* Exercise: Can you set out the stretch of the records below from the line containing "--target utility pole" through the line containing "Provide the mask of each instance of the utility" as a Markdown table with the columns Row and Line, leaving out any blank lines?
::::
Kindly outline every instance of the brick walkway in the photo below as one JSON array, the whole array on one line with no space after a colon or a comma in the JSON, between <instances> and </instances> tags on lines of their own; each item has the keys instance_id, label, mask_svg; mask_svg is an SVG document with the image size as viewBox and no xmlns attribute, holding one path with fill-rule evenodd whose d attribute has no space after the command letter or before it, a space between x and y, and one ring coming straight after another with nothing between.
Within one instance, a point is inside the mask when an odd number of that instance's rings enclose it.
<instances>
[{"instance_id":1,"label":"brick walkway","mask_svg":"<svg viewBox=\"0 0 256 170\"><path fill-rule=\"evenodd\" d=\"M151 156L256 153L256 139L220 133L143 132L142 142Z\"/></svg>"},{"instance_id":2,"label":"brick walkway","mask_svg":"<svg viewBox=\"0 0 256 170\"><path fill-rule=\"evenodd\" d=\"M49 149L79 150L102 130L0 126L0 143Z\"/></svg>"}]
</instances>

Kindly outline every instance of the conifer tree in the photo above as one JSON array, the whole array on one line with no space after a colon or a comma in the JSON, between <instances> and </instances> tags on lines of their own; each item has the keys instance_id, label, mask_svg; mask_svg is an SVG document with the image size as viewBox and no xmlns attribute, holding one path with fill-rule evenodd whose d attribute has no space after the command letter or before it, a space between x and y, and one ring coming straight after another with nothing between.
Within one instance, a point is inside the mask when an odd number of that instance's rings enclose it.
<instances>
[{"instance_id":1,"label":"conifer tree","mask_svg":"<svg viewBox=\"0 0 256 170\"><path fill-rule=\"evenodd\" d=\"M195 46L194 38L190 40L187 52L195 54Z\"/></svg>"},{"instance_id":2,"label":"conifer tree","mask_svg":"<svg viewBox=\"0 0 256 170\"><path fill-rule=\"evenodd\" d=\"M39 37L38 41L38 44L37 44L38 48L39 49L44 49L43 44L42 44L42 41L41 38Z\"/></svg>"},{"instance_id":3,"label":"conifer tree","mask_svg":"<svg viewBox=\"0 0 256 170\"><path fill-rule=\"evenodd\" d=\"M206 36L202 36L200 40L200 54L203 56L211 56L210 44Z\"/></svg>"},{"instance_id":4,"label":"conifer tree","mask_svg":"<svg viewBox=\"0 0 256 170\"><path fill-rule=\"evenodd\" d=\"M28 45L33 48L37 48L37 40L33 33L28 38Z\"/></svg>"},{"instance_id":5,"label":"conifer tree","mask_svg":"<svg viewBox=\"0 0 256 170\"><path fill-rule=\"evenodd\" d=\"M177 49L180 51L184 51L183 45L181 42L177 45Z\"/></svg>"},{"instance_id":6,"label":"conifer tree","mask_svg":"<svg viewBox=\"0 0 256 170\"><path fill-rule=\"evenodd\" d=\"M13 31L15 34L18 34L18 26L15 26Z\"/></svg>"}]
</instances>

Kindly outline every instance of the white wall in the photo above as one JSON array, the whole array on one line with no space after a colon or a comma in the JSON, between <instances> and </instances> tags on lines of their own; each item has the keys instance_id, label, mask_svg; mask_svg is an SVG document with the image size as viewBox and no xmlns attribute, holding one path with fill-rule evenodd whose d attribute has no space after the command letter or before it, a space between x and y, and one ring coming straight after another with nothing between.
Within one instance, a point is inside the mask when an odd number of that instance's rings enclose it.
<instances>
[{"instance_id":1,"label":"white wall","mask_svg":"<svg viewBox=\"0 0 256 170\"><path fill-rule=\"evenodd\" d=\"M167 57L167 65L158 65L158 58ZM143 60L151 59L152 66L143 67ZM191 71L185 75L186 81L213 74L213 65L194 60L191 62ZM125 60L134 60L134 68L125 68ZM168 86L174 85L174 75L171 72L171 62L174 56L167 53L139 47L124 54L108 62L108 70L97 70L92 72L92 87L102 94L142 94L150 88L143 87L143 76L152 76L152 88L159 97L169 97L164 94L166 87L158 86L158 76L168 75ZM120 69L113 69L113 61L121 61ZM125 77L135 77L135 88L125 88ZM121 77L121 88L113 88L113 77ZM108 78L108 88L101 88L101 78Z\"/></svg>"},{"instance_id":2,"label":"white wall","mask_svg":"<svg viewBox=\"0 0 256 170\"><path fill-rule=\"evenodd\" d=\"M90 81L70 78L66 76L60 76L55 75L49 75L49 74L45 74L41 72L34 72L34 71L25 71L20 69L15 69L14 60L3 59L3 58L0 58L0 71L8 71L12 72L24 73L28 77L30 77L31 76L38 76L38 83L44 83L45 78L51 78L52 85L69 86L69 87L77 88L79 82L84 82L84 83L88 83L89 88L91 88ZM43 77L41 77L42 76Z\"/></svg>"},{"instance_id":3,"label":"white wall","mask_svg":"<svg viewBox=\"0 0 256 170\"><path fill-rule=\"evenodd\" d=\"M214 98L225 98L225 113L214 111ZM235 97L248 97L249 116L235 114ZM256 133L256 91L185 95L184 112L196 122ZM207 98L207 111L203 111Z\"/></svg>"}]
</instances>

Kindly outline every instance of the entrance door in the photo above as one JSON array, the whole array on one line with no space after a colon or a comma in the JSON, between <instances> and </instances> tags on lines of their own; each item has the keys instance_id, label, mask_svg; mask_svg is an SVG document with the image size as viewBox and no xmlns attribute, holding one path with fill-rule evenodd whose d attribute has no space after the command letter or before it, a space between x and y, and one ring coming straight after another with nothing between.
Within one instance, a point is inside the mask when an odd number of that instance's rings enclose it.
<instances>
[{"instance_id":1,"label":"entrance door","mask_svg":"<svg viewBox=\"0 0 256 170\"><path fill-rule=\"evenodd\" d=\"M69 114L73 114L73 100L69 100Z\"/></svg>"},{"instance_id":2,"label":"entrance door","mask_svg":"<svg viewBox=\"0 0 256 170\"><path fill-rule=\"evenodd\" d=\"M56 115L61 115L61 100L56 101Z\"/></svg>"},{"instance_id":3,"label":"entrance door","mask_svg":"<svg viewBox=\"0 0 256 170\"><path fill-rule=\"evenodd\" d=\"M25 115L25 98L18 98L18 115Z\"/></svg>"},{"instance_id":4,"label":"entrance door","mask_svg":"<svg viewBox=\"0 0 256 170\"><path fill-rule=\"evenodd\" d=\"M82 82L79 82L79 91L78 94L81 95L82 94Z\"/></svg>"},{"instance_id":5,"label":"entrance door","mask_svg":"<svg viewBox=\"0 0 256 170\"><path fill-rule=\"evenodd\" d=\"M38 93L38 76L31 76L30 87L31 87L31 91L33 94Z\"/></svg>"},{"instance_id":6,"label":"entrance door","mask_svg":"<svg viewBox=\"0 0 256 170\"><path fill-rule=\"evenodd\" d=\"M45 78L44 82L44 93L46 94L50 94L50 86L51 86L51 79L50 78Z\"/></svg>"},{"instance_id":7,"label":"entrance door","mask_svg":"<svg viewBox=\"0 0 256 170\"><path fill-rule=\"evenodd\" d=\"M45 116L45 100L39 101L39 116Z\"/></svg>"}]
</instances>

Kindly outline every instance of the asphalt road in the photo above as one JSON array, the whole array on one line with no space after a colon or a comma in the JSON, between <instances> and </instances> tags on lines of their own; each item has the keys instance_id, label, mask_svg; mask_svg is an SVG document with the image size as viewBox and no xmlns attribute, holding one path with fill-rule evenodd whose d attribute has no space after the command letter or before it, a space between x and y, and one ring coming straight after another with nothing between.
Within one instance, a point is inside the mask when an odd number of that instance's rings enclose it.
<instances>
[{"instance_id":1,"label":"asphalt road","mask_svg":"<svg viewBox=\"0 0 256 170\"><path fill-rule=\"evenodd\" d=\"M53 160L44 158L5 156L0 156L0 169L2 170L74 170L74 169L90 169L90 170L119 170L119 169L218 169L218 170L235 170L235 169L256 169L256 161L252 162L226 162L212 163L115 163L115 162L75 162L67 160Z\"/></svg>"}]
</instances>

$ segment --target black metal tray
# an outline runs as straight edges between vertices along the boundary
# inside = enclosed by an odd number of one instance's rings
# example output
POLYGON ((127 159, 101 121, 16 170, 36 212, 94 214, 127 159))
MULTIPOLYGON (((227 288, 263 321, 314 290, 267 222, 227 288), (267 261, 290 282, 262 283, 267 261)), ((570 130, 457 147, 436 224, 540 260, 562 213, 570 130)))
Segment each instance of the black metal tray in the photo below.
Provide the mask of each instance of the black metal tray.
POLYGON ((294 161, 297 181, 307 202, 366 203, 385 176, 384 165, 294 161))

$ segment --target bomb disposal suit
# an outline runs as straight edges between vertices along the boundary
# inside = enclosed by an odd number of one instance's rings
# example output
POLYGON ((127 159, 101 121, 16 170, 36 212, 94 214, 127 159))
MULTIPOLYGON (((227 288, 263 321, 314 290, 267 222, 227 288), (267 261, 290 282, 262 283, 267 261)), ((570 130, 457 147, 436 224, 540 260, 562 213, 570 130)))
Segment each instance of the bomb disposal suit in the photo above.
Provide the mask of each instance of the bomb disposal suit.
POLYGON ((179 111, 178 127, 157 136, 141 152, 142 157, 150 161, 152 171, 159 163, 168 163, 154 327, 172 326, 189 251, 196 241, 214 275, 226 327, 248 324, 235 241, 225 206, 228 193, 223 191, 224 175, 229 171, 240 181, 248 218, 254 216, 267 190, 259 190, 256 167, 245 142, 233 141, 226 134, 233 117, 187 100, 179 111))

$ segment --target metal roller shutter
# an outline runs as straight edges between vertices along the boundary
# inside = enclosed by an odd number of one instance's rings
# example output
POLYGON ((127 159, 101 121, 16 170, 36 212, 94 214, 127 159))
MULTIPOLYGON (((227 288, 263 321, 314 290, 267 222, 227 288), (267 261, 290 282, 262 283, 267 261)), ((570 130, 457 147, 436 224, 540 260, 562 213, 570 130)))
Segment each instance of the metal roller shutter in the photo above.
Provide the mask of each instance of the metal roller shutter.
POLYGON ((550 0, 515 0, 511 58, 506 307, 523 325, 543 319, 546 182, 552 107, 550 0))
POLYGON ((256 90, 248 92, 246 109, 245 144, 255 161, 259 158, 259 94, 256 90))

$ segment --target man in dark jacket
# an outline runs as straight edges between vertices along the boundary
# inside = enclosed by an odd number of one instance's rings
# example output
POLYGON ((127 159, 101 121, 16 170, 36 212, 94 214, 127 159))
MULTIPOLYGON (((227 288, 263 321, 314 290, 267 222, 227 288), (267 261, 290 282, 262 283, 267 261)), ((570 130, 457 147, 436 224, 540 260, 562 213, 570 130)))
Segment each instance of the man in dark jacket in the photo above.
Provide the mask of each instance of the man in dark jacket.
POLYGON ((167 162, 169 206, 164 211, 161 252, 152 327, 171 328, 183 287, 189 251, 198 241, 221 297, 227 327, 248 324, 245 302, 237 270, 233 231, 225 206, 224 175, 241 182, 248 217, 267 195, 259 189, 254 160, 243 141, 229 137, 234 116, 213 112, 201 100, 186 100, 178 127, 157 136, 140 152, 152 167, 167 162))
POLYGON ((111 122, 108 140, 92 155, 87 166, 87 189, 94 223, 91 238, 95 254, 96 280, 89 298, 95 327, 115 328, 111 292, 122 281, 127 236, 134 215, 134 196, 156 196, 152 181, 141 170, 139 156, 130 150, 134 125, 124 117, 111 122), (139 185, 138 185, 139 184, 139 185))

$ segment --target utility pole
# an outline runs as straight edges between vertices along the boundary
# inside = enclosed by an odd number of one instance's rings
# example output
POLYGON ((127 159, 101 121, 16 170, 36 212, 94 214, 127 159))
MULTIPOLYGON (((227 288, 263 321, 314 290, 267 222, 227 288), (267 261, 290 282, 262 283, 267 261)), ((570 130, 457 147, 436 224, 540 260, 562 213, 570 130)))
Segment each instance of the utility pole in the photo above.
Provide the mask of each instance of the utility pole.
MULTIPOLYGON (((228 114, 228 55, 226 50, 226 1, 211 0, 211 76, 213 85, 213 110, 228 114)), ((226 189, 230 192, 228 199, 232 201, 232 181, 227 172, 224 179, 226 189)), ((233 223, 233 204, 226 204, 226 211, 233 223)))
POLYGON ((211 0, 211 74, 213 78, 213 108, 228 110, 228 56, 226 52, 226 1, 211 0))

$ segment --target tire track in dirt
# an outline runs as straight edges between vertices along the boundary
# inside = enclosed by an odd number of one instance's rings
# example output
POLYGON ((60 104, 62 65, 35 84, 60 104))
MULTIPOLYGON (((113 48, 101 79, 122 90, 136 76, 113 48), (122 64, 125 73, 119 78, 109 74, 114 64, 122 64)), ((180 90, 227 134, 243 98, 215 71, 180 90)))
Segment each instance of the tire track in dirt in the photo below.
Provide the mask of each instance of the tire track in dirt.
::::
* Output for this task:
| Row | Line |
|---|---|
| 1 | $ segment --target utility pole |
| 2 | # an outline runs as straight edges between vertices along the boundary |
| 3 | # inside = enclosed by an odd number of one instance's rings |
| 4 | # example output |
| 5 | POLYGON ((127 159, 101 121, 16 170, 36 212, 94 214, 127 159)) |
| 6 | MULTIPOLYGON (((227 288, 263 321, 314 290, 267 222, 227 288), (267 261, 290 282, 262 283, 267 261)), ((570 130, 457 147, 436 224, 540 260, 562 213, 570 130))) |
| 7 | Segment each instance of the utility pole in the photo above. |
| 8 | Provide the mask of each instance of the utility pole. |